AIM OF THE EXERCISE
Reproduce all the entries, matching the original word for word.

********************

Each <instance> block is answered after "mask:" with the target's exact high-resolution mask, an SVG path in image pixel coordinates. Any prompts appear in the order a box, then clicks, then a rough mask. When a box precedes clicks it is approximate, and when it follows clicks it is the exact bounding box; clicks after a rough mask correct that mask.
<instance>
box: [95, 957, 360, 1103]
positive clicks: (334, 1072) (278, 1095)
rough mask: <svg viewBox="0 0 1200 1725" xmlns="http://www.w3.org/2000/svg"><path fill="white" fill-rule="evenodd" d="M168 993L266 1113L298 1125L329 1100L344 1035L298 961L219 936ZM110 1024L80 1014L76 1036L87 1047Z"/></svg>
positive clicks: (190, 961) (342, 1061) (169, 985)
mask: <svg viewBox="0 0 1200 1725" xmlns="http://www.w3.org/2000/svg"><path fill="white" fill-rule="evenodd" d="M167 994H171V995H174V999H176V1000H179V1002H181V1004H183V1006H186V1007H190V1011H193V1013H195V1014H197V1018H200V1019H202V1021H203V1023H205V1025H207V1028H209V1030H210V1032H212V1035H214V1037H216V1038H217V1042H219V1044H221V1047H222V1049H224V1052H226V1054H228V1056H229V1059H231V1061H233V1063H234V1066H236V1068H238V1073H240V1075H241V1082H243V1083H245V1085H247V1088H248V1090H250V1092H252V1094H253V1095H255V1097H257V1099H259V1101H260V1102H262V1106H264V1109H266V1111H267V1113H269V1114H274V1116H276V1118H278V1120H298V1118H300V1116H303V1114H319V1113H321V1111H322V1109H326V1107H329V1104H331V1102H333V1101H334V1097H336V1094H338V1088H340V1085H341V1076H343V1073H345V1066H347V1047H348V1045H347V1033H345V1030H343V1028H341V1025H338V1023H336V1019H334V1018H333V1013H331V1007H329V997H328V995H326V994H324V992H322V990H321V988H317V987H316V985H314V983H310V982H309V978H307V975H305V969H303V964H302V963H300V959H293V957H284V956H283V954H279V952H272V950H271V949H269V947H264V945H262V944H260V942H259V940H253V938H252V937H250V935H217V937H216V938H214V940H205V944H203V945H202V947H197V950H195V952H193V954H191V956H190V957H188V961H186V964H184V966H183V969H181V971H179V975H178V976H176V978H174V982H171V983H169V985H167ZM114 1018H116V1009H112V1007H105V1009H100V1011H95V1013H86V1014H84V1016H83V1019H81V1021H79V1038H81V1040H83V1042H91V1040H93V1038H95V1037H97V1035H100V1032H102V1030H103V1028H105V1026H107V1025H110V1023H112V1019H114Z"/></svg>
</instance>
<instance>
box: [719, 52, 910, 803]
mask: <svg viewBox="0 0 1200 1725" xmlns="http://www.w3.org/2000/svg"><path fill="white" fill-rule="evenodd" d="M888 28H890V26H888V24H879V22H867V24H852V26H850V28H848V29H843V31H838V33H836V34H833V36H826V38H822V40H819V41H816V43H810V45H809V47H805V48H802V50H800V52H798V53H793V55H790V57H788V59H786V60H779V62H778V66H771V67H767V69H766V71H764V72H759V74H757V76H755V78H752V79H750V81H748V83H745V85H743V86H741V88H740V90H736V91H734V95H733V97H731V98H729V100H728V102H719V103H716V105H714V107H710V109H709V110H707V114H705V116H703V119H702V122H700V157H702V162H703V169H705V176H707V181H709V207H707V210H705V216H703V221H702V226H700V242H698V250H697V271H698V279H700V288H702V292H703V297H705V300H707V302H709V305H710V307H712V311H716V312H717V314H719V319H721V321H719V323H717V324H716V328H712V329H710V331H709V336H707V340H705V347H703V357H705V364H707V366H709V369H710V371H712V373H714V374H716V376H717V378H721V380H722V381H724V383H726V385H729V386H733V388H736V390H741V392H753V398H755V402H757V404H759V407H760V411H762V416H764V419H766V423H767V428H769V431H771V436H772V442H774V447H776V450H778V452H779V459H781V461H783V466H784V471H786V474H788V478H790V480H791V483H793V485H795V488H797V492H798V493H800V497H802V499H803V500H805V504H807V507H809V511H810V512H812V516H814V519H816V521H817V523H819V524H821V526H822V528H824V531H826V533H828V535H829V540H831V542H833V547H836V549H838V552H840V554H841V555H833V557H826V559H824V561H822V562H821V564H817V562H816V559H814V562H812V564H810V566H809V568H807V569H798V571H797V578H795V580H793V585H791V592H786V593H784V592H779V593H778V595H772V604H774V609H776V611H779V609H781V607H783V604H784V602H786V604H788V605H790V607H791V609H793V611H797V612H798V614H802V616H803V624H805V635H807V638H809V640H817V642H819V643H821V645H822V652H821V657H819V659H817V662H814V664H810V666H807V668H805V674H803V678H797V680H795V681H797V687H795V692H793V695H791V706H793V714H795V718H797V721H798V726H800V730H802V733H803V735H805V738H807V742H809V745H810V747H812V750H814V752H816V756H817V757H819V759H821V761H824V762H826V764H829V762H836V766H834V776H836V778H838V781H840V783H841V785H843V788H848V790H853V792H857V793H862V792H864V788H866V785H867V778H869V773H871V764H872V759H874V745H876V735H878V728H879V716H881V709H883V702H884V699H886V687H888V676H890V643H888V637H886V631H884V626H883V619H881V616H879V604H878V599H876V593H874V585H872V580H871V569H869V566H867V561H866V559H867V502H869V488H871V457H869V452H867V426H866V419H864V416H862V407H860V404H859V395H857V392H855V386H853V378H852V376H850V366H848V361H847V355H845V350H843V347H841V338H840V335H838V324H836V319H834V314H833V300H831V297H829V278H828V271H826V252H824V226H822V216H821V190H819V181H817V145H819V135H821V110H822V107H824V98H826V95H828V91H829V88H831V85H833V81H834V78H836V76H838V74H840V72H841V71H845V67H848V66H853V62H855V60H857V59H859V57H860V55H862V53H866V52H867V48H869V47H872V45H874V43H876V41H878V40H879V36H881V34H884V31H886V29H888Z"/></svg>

********************

ANSWER SPACE
Each <instance> block is answered after "mask:" with the target's exact high-resolution mask, an SVG path in image pixel coordinates. Any prompts appear in the order a box, then clicks, then a rough mask. When a box precedes clicks it is approximate, and when it follows clicks it is the exact bounding box; clicks after a rough mask correct that mask.
<instance>
box: [95, 957, 360, 1103]
positive clicks: (334, 1072) (278, 1095)
rough mask: <svg viewBox="0 0 1200 1725" xmlns="http://www.w3.org/2000/svg"><path fill="white" fill-rule="evenodd" d="M168 993L266 1113L298 1125L329 1100L344 1035L298 961L219 936ZM110 1024L80 1014L76 1036L87 1047Z"/></svg>
positive clicks: (190, 961) (342, 1061) (169, 985)
mask: <svg viewBox="0 0 1200 1725" xmlns="http://www.w3.org/2000/svg"><path fill="white" fill-rule="evenodd" d="M167 994H171V995H174V999H176V1000H179V1002H181V1004H183V1006H186V1007H190V1011H193V1013H195V1014H197V1018H200V1019H202V1021H203V1023H205V1025H207V1028H209V1030H210V1032H212V1035H214V1037H216V1038H217V1042H219V1044H221V1047H222V1049H224V1052H226V1054H228V1056H229V1059H231V1061H233V1063H234V1066H236V1068H238V1073H240V1075H241V1082H243V1083H245V1085H247V1088H248V1090H250V1092H252V1094H253V1095H255V1097H257V1099H259V1101H260V1102H262V1106H264V1109H266V1111H267V1113H269V1114H274V1116H276V1118H278V1120H298V1118H300V1116H303V1114H319V1113H321V1111H322V1109H326V1107H329V1104H331V1102H333V1101H334V1097H336V1094H338V1088H340V1085H341V1076H343V1073H345V1066H347V1047H348V1045H347V1033H345V1030H343V1028H341V1025H338V1023H336V1019H334V1018H333V1013H331V1007H329V997H328V995H326V994H324V992H322V990H321V988H317V987H316V985H314V983H310V982H309V978H307V975H305V969H303V964H302V963H300V959H293V957H284V956H283V954H279V952H272V950H271V949H269V947H264V945H262V944H260V942H259V940H253V938H252V937H250V935H217V937H216V938H214V940H205V944H203V945H202V947H197V950H195V952H193V954H191V956H190V957H188V961H186V964H184V966H183V969H181V971H179V975H178V976H176V978H174V982H171V983H169V985H167ZM114 1018H116V1009H112V1007H105V1009H100V1011H95V1013H86V1014H84V1016H83V1019H81V1021H79V1038H81V1040H83V1042H91V1040H93V1038H95V1037H97V1035H100V1032H102V1030H103V1028H105V1026H107V1025H110V1023H112V1019H114Z"/></svg>
</instance>
<instance>
box: [719, 52, 910, 803]
mask: <svg viewBox="0 0 1200 1725" xmlns="http://www.w3.org/2000/svg"><path fill="white" fill-rule="evenodd" d="M888 28H890V26H888V24H879V22H867V24H852V26H850V28H848V29H843V31H838V33H836V34H833V36H826V38H822V40H819V41H816V43H810V45H809V47H805V48H802V50H800V52H798V53H793V55H790V57H788V59H786V60H779V62H778V66H771V67H767V69H766V71H764V72H759V74H757V76H755V78H752V79H750V81H748V83H745V85H743V86H741V88H740V90H736V91H734V95H733V97H731V98H729V100H728V102H719V103H716V105H714V107H710V109H709V110H707V114H705V116H703V119H702V122H700V157H702V162H703V169H705V176H707V181H709V207H707V210H705V216H703V221H702V226H700V242H698V250H697V271H698V279H700V288H702V292H703V297H705V300H707V302H709V305H710V307H712V311H716V312H717V314H719V319H721V321H719V323H717V324H716V328H712V329H710V331H709V336H707V340H705V347H703V357H705V364H707V366H709V369H710V371H712V373H714V374H716V376H717V378H721V380H722V381H724V383H726V385H729V386H733V388H736V390H741V392H753V398H755V402H757V404H759V407H760V411H762V416H764V419H766V423H767V428H769V431H771V436H772V442H774V447H776V450H778V452H779V459H781V461H783V466H784V471H786V474H788V478H790V480H791V483H793V485H795V488H797V492H798V493H800V497H802V499H803V500H805V504H807V507H809V511H810V512H812V516H814V519H816V521H817V523H819V524H821V526H822V528H824V531H826V533H828V535H829V540H831V542H833V547H836V549H838V552H840V554H841V555H833V557H826V559H824V561H822V562H821V564H817V562H816V559H814V562H812V564H810V566H809V568H807V569H798V571H797V578H795V580H793V585H791V592H786V593H784V592H779V593H778V595H772V604H774V609H776V611H779V609H781V607H783V604H784V602H786V604H788V605H790V607H791V609H793V611H797V612H798V614H802V616H803V624H805V635H807V638H809V640H817V642H819V643H821V645H822V652H821V657H819V659H817V662H814V664H810V666H807V668H805V674H803V678H797V680H795V681H797V687H795V692H793V695H791V706H793V714H795V718H797V721H798V726H800V730H802V733H803V735H805V738H807V742H809V745H810V747H812V750H814V752H816V756H817V757H819V759H821V761H824V762H826V764H829V762H836V766H834V776H836V778H838V781H840V783H841V785H843V788H848V790H853V792H857V793H862V792H864V788H866V785H867V778H869V773H871V764H872V759H874V745H876V735H878V728H879V716H881V709H883V702H884V699H886V687H888V676H890V643H888V637H886V631H884V626H883V619H881V616H879V604H878V599H876V593H874V585H872V580H871V569H869V566H867V561H866V559H867V502H869V488H871V457H869V452H867V426H866V419H864V416H862V407H860V404H859V395H857V392H855V386H853V378H852V376H850V366H848V361H847V355H845V350H843V347H841V338H840V335H838V324H836V319H834V314H833V300H831V297H829V278H828V271H826V252H824V226H822V216H821V190H819V181H817V145H819V135H821V110H822V107H824V98H826V95H828V91H829V88H831V85H833V81H834V78H836V76H838V74H840V72H841V71H845V67H848V66H853V62H855V60H857V59H859V57H860V55H862V53H866V52H867V48H869V47H872V45H874V43H876V41H878V40H879V36H881V34H884V31H886V29H888Z"/></svg>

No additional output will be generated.